### [ASSIGNMENT]
Please retype the records that appear below, exactly and in full.

### [Saved data entries]
* * * * * * * * *
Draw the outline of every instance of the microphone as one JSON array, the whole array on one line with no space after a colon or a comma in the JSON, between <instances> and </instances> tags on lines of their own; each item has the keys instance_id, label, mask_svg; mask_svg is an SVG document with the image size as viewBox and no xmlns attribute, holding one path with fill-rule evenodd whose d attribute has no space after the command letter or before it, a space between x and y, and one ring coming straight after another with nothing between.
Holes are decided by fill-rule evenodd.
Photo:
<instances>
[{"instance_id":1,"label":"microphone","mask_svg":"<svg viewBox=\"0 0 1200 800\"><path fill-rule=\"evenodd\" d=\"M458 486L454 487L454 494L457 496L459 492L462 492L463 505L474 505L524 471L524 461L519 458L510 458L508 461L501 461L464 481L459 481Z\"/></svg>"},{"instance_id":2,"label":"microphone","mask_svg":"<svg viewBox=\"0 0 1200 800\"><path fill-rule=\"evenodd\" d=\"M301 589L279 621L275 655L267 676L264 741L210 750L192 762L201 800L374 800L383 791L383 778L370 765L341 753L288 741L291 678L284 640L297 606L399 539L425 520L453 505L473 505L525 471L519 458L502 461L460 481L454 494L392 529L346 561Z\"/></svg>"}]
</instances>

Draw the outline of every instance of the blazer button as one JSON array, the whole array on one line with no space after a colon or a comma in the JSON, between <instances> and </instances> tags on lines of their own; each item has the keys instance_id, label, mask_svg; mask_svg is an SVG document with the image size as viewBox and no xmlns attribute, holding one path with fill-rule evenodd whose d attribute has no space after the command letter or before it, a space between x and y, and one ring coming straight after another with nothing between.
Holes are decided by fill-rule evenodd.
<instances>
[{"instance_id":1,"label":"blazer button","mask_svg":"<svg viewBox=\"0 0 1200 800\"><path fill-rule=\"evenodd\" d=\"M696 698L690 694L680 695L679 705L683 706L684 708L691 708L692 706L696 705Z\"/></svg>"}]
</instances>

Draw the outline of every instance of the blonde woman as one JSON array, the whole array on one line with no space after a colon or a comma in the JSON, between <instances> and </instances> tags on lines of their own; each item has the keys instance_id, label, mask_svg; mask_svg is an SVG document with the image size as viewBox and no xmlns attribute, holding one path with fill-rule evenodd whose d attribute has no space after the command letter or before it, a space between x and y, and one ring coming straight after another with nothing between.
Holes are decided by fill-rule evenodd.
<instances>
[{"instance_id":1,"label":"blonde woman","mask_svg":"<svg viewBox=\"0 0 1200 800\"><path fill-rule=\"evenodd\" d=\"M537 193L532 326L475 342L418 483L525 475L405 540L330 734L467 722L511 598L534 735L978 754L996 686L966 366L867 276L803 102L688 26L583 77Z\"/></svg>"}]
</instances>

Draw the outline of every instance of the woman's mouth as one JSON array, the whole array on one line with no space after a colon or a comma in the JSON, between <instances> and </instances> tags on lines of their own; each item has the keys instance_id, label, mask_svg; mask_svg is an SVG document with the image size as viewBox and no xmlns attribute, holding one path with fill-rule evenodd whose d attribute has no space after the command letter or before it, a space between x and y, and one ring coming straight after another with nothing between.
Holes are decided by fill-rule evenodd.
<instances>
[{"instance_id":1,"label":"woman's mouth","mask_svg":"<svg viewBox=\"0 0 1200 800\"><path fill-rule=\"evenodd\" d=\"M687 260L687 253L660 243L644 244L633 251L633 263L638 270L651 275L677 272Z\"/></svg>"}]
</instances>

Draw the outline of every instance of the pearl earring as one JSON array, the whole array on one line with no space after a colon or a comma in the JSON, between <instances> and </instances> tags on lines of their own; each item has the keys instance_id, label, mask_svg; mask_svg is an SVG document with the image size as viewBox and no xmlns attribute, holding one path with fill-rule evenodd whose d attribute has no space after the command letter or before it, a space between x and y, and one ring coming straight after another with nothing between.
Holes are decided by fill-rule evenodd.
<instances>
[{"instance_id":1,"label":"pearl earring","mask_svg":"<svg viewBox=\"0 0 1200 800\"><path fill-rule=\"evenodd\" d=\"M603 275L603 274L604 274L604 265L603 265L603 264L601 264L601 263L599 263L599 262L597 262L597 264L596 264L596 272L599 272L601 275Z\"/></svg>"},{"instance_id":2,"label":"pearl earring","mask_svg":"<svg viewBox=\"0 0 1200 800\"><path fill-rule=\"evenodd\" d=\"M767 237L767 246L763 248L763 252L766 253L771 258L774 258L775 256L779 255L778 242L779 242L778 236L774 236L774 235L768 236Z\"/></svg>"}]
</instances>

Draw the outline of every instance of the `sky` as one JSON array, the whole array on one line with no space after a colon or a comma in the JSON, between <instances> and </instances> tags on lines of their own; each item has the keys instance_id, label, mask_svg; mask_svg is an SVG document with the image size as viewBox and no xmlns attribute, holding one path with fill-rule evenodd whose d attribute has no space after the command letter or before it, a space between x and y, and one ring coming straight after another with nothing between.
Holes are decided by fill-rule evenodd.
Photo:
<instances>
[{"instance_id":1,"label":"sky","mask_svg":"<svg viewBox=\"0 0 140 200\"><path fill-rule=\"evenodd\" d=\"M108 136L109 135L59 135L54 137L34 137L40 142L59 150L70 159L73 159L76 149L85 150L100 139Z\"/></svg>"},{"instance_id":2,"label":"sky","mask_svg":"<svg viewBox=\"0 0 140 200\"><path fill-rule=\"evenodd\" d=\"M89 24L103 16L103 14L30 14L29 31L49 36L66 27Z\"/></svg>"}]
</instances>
* * * * * * * * *
### [FINAL ANSWER]
Draw the outline of every instance of the microphone as one JSON array, the whole array on one line with no space after a colon or a comma in the JSON, between <instances> and </instances> tags on lines of their own; each item has the keys instance_id, label, mask_svg; mask_svg is an SVG document with the image size as viewBox and no xmlns attribute, holding one path with fill-rule evenodd whose d attribute has no space after the command letter or before it, a space between x and y, and one ring coming straight after another with nothing between.
Holes are decided by fill-rule evenodd.
Photo:
<instances>
[{"instance_id":1,"label":"microphone","mask_svg":"<svg viewBox=\"0 0 1200 800\"><path fill-rule=\"evenodd\" d=\"M458 486L454 487L454 494L457 496L459 492L462 492L463 505L474 505L524 471L524 461L519 458L510 458L508 461L501 461L464 481L459 481Z\"/></svg>"},{"instance_id":2,"label":"microphone","mask_svg":"<svg viewBox=\"0 0 1200 800\"><path fill-rule=\"evenodd\" d=\"M301 589L279 621L275 655L267 676L264 741L210 750L192 762L201 800L374 800L383 791L383 778L370 765L341 753L288 741L291 678L284 640L297 606L399 539L425 520L453 505L473 505L525 471L519 458L502 461L460 481L454 494L392 529L346 561Z\"/></svg>"}]
</instances>

Draw the outline of every instance of the blazer button as one JSON array, the whole array on one line with no space after a colon or a comma in the JSON, between <instances> and </instances> tags on lines of their own; each item has the keys instance_id, label, mask_svg; mask_svg is an SVG document with the image size as viewBox and no xmlns attribute, holding one path with fill-rule evenodd whose d attribute has no space after the command letter or before it, a space between x and y, and one ring coming straight after another with nothing between.
Holes are decided by fill-rule evenodd.
<instances>
[{"instance_id":1,"label":"blazer button","mask_svg":"<svg viewBox=\"0 0 1200 800\"><path fill-rule=\"evenodd\" d=\"M696 698L690 694L680 695L679 705L683 706L684 708L691 708L692 706L696 705Z\"/></svg>"}]
</instances>

Draw the outline of every instance of the blonde woman as one JSON array, the whole array on one line with no space after a colon or a comma in the JSON, between <instances> and </instances> tags on lines of their own; each item has the keys instance_id, label, mask_svg; mask_svg is an SVG document with the image size as viewBox and no xmlns attribute, holding one path with fill-rule evenodd whose d attribute has no space after the command letter or before it, a space between x and y, and one ring coming straight after another with nothing between.
Holes are decided by fill-rule evenodd.
<instances>
[{"instance_id":1,"label":"blonde woman","mask_svg":"<svg viewBox=\"0 0 1200 800\"><path fill-rule=\"evenodd\" d=\"M537 193L532 326L475 342L418 483L525 475L405 540L330 734L467 722L511 598L534 735L978 754L996 686L966 366L867 276L803 102L688 26L583 77Z\"/></svg>"}]
</instances>

Draw the outline of every instance of the woman's mouth as one JSON array, the whole array on one line with no space after a colon or a comma in the JSON, between <instances> and </instances> tags on lines of their own; each item has the keys instance_id, label, mask_svg; mask_svg is an SVG document with the image size as viewBox and no xmlns attribute, holding one path with fill-rule evenodd whose d attribute has no space after the command letter or before it, a space between x and y, and one ring coming straight after another with nothing between.
Holes are decided by fill-rule evenodd.
<instances>
[{"instance_id":1,"label":"woman's mouth","mask_svg":"<svg viewBox=\"0 0 1200 800\"><path fill-rule=\"evenodd\" d=\"M687 260L687 253L660 243L644 244L633 251L633 263L638 270L651 275L677 272Z\"/></svg>"}]
</instances>

Draw the outline of every instance of the pearl earring as one JSON array, the whole array on one line with no space after a colon or a comma in the JSON, between <instances> and </instances> tags on lines of their own; each item has the keys instance_id, label, mask_svg; mask_svg is an SVG document with the image size as viewBox and no xmlns attribute, holding one path with fill-rule evenodd whose d attribute has no space after the command letter or before it, a space between x and y, and one ring coming straight after another with nothing between.
Holes are decided by fill-rule evenodd.
<instances>
[{"instance_id":1,"label":"pearl earring","mask_svg":"<svg viewBox=\"0 0 1200 800\"><path fill-rule=\"evenodd\" d=\"M603 275L603 274L604 274L604 265L603 265L603 264L601 264L601 263L599 263L599 262L597 262L597 264L596 264L596 272L599 272L601 275Z\"/></svg>"},{"instance_id":2,"label":"pearl earring","mask_svg":"<svg viewBox=\"0 0 1200 800\"><path fill-rule=\"evenodd\" d=\"M767 237L767 246L763 248L763 252L766 253L771 258L774 258L775 256L779 255L778 242L779 242L778 236L774 236L774 235L768 236Z\"/></svg>"}]
</instances>

Draw the outline of every instance of the `sky` as one JSON array, the whole array on one line with no space after a colon or a comma in the JSON, between <instances> and </instances> tags on lines of their own; each item has the keys instance_id, label, mask_svg; mask_svg is an SVG document with the image size as viewBox and no xmlns attribute, holding one path with fill-rule evenodd whose d attribute has no space after the command letter or before it, a space between x and y, and one ring coming straight after another with nothing between.
Holes are decided by fill-rule evenodd.
Photo:
<instances>
[{"instance_id":1,"label":"sky","mask_svg":"<svg viewBox=\"0 0 140 200\"><path fill-rule=\"evenodd\" d=\"M108 136L109 135L59 135L54 137L34 137L40 142L59 150L70 159L73 159L76 149L85 150L100 139Z\"/></svg>"},{"instance_id":2,"label":"sky","mask_svg":"<svg viewBox=\"0 0 140 200\"><path fill-rule=\"evenodd\" d=\"M89 24L103 16L103 14L30 14L29 31L49 36L66 27Z\"/></svg>"}]
</instances>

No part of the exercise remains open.